• [Your instructions]: Write each line out exactly, leaving none out.
* BEGIN Material to process *
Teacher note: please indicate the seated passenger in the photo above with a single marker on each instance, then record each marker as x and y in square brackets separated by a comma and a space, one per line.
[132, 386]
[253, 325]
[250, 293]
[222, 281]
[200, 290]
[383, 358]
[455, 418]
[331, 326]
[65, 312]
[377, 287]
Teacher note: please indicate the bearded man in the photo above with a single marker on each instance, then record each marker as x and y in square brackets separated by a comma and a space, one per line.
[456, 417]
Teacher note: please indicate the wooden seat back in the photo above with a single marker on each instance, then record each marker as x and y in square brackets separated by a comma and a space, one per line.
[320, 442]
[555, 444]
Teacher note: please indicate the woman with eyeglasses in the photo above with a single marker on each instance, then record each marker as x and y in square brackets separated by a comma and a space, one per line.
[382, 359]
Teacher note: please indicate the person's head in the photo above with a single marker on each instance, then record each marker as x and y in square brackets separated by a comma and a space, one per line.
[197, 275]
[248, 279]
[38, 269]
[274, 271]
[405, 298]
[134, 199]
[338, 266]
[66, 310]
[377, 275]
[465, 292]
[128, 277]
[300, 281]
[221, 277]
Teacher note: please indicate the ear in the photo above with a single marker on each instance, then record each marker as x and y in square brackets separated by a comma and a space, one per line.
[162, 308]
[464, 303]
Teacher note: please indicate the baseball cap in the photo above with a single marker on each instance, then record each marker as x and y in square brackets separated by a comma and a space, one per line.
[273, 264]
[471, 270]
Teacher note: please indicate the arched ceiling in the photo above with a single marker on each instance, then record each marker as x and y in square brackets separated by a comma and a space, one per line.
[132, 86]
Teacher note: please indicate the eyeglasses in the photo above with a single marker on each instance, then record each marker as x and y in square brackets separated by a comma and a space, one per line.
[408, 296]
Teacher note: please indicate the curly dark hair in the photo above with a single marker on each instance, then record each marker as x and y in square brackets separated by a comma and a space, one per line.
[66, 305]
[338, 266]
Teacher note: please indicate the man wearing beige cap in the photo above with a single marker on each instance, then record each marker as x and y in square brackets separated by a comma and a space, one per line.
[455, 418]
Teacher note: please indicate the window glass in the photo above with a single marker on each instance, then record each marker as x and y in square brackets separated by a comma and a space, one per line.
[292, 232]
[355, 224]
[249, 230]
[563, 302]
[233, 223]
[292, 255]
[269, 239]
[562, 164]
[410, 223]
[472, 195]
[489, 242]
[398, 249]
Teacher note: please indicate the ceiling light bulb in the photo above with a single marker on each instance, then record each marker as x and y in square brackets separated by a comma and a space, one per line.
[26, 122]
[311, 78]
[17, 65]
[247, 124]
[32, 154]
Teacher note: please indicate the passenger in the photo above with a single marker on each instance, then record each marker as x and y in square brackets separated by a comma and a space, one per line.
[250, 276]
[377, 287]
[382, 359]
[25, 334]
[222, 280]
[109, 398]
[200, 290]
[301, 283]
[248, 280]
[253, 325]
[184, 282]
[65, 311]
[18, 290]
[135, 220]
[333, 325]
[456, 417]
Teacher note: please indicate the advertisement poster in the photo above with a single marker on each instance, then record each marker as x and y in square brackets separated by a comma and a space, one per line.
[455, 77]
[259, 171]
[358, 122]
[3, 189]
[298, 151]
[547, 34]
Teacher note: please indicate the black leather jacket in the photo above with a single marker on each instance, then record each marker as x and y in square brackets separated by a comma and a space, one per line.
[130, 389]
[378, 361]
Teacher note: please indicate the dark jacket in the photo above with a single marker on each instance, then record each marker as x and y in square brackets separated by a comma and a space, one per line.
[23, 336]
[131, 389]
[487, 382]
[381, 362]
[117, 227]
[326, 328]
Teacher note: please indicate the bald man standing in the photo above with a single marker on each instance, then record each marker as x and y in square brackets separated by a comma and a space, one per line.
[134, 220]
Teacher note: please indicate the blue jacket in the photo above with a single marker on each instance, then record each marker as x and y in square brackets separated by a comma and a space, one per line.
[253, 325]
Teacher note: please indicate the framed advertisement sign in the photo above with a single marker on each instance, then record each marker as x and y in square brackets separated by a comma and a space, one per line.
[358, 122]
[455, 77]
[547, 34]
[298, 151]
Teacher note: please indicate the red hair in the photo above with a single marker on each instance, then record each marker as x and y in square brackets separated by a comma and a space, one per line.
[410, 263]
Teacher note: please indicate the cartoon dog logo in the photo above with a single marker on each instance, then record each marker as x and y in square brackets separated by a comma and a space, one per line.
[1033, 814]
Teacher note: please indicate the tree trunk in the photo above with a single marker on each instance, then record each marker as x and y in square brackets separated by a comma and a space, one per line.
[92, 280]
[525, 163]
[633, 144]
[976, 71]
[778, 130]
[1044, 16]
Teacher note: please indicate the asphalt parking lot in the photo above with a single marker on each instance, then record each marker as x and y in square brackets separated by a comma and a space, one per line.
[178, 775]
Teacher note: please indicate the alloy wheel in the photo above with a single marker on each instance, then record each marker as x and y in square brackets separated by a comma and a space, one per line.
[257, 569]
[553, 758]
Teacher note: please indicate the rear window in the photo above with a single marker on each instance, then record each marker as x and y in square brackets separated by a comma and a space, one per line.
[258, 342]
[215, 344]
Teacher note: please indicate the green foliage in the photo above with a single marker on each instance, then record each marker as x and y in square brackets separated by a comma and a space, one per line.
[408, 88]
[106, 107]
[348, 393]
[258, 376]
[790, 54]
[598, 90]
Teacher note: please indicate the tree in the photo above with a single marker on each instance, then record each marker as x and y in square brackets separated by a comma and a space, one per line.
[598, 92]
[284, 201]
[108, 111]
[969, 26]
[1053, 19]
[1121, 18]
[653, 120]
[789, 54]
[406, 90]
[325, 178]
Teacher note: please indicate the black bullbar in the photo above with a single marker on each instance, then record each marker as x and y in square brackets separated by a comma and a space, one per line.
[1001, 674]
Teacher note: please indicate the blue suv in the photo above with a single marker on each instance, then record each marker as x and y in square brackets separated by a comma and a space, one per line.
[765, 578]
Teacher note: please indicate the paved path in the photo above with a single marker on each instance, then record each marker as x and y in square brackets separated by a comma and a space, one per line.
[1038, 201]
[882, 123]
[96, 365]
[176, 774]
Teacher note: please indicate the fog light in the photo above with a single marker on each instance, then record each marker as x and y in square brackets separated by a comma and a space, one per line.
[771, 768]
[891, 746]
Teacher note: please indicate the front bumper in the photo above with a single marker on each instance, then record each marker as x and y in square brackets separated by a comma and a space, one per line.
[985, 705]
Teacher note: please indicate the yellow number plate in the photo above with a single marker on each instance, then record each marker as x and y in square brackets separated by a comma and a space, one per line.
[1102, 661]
* END Material to process *
• [Response for this exercise]:
Teacher note: please indicate the seated passenger in the photo above with a single marker on each instance, then record each marker as x and y in square brackets separated by a comma and a space, one per line.
[132, 386]
[253, 325]
[250, 293]
[222, 281]
[200, 290]
[383, 358]
[455, 418]
[331, 326]
[65, 312]
[377, 287]
Teacher note: please indicate the bearded man in the photo above with a single marker on each instance, then record each marker as x and y in square brackets separated by a comma and a space, one per line.
[456, 417]
Teacher note: please indicate the wooden seat back in the photo above with a single marker on each instance, then record each marker as x and y in square brackets separated by a comma and a space, one per line.
[320, 442]
[555, 444]
Teacher note: please indicate the woman with eyeglasses in the photo above with a single marker on each instance, then record each marker as x and y in square brackets separated by a comma and a space, one per line.
[382, 359]
Teacher note: please indicate the person's head in the photo above with a single marker on each instance, then record each marker as x and y in square brackets separated by a comma and a space, one per line.
[197, 275]
[248, 279]
[38, 269]
[274, 271]
[405, 298]
[134, 199]
[338, 266]
[66, 310]
[377, 275]
[465, 292]
[128, 277]
[300, 281]
[221, 277]
Teacher note: please indicate the ear in the photo above with a single marker on each instance, then record each marker as x and y in square brackets separated by a comma and a space, one per line.
[162, 308]
[464, 303]
Teacher note: please indicate the baseball cap in the photo above with a single marker on each instance, then record each marker as x and y in square brackets separated by a comma and a space, one per line.
[273, 264]
[471, 270]
Teacher note: please indicate the arched ceiling in the photo above with a single marker on each instance, then record each marker as x and y in square brackets separated by a comma and a space, one per line.
[132, 86]
Teacher note: please indicate the eyeglasses in the photo above with a single marker on each instance, then record each marker as x and y in square brackets separated by a comma and a space, one per line.
[408, 296]
Teacher note: please indicate the curly dark hair in the photo above with a single marker on each instance, then record each marker as x and y in square brackets separated by a comma and a space, one per line.
[66, 305]
[338, 266]
Teacher note: please indicate the man wearing beige cap in the photo above with a single marker on each instance, then record each marker as x and y in square brackets separated by a comma and a space, one per line.
[455, 418]
Teacher note: please indicate the window glass in the photo above with a single marker on each instance, then record each marker as x and y in square brackets separated by a comma and a space, one per line.
[292, 232]
[355, 224]
[249, 230]
[563, 302]
[233, 223]
[292, 255]
[269, 239]
[562, 164]
[410, 223]
[472, 195]
[489, 242]
[398, 249]
Teacher note: please indicate the ceiling light bulb in the photo above with a single marker on each instance, then record each marker as x and y in square brackets separated by a comma and a space, one per line.
[26, 122]
[311, 78]
[17, 65]
[247, 124]
[32, 154]
Teacher note: please indicate the passenger in the photo above with a single marker on each instance, then record each marker as x and y in square brackets separated by a comma and a space, one per line.
[250, 276]
[377, 287]
[382, 359]
[25, 334]
[222, 280]
[109, 398]
[200, 290]
[301, 283]
[248, 280]
[253, 325]
[184, 282]
[65, 311]
[18, 290]
[135, 220]
[333, 325]
[456, 417]
Teacher note: please indicate the advertisement poster in the photo above with a single marker on each instance, then record each marker as x and y in square brackets separated by a comma and a space, one per line.
[455, 77]
[259, 171]
[358, 122]
[3, 189]
[298, 151]
[547, 34]
Teacher note: please indicate the black leather jacket in the photo above with a single marker on each instance, then record each marker as x and y in square brackets separated by a comma and a space, one per line.
[130, 389]
[378, 361]
Teacher note: please indicate the dark jacket in the photo above with a single marker on each instance, then record each marker as x and y in square brackets separated by a comma and a space, one per line.
[23, 336]
[131, 389]
[487, 382]
[381, 362]
[117, 227]
[326, 328]
Teacher note: please indicate the bald man standing in the photo above with a single marker on each instance, then record each marker as x and y in square brackets separated by a comma and a space, one per line.
[134, 220]
Teacher note: please indicate the blue jacket in the photo above with a single marker on each instance, then record each marker as x and y in square brackets separated by a comma and a space, one per line.
[253, 325]
Teacher note: please indicate the framed advertisement sign in the photo above with a single marker on each instance, then record each marker as x and y in square brackets separated by a comma and a space, one per line.
[358, 122]
[455, 77]
[547, 34]
[298, 151]
Teacher note: please indicate the red hair in the photo above with a single marker on each instance, then record each marker as x and y in square brackets separated by a comma and a space, one per line.
[410, 263]
Teacher note: please indicate the cartoon dog logo in the photo above with a single marker on each instance, then record each marker as x and y in square brackets separated by a comma and a space, one per line.
[1033, 814]
Teacher note: please indicate the tree trunk in the photo above with a single marker on each instance, then record each marker as x and y in square brackets separated by a comma and a space, one per line.
[92, 280]
[525, 163]
[633, 144]
[976, 71]
[778, 130]
[1044, 16]
Teacher note: please indicate the asphalt parking lot in the photo above with a single marker on each instance, then record each marker as x and y in square brackets separated by a comma and a space, one per line.
[178, 775]
Teacher note: please indicate the alloy wheel in the photo above with a single marker on each instance, then record each marker as x and y in square brackets separated by a comma and a space, one per line.
[257, 569]
[553, 758]
Teacher note: please indicate the rear window in the photo above with a single marker on each instance, then record each marker as x and y in square brackets separated by a comma and a space, one per line.
[258, 342]
[215, 344]
Teacher note: please indicate the green foliage in the photo above with a single marker on each instance, then record each marker as x and y in square brackets separated by a comma and a space, one per line.
[408, 88]
[106, 107]
[348, 393]
[258, 376]
[790, 54]
[598, 90]
Teacher note: please indicate the tree in the photo above with a single marker on each instance, then record each marker as x and y in square brackets separated by a comma and a space, one per line.
[598, 92]
[284, 201]
[108, 111]
[969, 26]
[1053, 19]
[1121, 18]
[653, 120]
[789, 54]
[406, 90]
[325, 178]
Teacher note: please indicate the black bullbar in the photo above with a single marker on each instance, then record each marker as x and y in square brackets separated by a comma and a space, one per line.
[1001, 674]
Teacher note: please indicate the blue suv in the photo above with a single marker on each instance, then record each marker as x and y in square brackets separated by a comma and a space, one per line.
[765, 578]
Teacher note: please indicate the paved path in the photo above with a single marker on each instance, then record each marker as x and y in square brackets separated by a comma and a space, one per line.
[1038, 201]
[882, 123]
[96, 365]
[176, 774]
Teacher note: please indicate the fog light in the photo above with a single marker on each instance, then record each marker as x and y in square brackets separated by a comma and a space, one per line.
[771, 768]
[891, 746]
Teacher note: please indicate the front bumper in the photo above with a single marker on each instance, then record each marker as x and y in square brackets separated by a comma and a space, one per line.
[985, 705]
Teacher note: please indicate the yellow number plate in the photo above with a single marker on each instance, then record each marker as x and y in square brackets separated by a comma and a space, one per line.
[1102, 661]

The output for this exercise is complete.